*Written problem A*: In the listing for the play about Alan Turing below, who directed the 2017 development season at Te Pou Theatre?

PARDON ME ALAN TURING
Te Pou Theatre, 44a Portage Road, New Lynn, Auckland
21/02/2017 - 25/02/2017
BATS Theatre, The Heyday Dome, 1 Kent Tce, Wellington
01/03/2018 - 04/03/2018
NZ Fringe Festival 2018 [reviewing supported by WCC]
On the 6th July in New Zealand and 31st January 2017 in the UK, gay men were posthumously pardoned under a new law, but is it that easy? Is this what these men deserve?
An eccentric Alan Turing, flamboyant Oscar Wilde and their modern day prince, meet across the centuries to ask those very questions. They are joined by a host of other colourful characters in this roller-coaster political comedy with bite. The real question to be asked though, can the slate ever be truly wiped clean?
Auckland Fringe 2017
Te Pou Theatre
21-25 February 2017
NZ Fringe 2018
“If you want hard-hitting drama and to get into a serious discussion about LGBTI rights in both the past and present, watch PARDON ME ALAN TURING.” “The play is a must-see” – GayNZ.com
BATS Theatre The Heyday Dome
1 – 4 March at 9pm
The Heyday Dome*
PRICE: Full Price $22 | Concession Price $16 | Fringe Addict Cardholder $15
*Access to The Heyday Dome is via stairs, so please contact the BATS Box Office at least 24 hours in advance if you have accessibility requirements so that appropriate arrangements can be made. Read more about accessibility at BATS.
The Creative Team
Pardon Me Alan Turing is Dare You Theatre's inaugural production. It is featuring in the Auckland and Wellington Pride Festivals and the New Zealand Fringe Festival. A development season was positively received at the Auckland Pride, Fringe and the Rangatahi Festivals at Te Pou Theatre in 2017, Directed by Patrick Graham. Its founder, Producer and Writer, Stephen Lunt, is also an experienced producer for Fringe and other mediums.
1 hr 20 mins
Offers an absorbing perspective on a shameful past and perplexing present
Review by John Smythe 02nd Mar 2018
Given the gestation time usually required for developing new work, let alone getting it into production, it is a special thrill to see a fully-formed play that responds to very recent history, albeit drawing from a deeply fraught past.

*Written problem B*: Rewrite the rows below, substituting "Mark" for every "Tag" and keeping everything else unchanged.

Pointing dataset excerpts:
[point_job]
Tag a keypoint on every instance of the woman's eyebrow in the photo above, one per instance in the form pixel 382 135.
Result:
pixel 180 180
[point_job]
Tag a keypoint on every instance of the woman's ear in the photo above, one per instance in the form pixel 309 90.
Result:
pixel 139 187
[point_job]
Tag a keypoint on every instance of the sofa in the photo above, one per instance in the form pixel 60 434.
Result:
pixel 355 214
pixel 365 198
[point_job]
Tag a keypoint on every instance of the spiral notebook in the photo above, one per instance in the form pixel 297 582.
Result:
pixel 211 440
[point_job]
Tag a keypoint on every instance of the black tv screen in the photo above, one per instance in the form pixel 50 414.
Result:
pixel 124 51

*Worked solution A*: Patrick Graham

*Worked solution B*:
[point_job]
Mark a keypoint on every instance of the woman's eyebrow in the photo above, one per instance in the form pixel 382 135.
Result:
pixel 180 180
[point_job]
Mark a keypoint on every instance of the woman's ear in the photo above, one per instance in the form pixel 309 90.
Result:
pixel 139 187
[point_job]
Mark a keypoint on every instance of the sofa in the photo above, one per instance in the form pixel 60 434.
Result:
pixel 355 214
pixel 365 198
[point_job]
Mark a keypoint on every instance of the spiral notebook in the photo above, one per instance in the form pixel 297 582.
Result:
pixel 211 440
[point_job]
Mark a keypoint on every instance of the black tv screen in the photo above, one per instance in the form pixel 50 414.
Result:
pixel 124 51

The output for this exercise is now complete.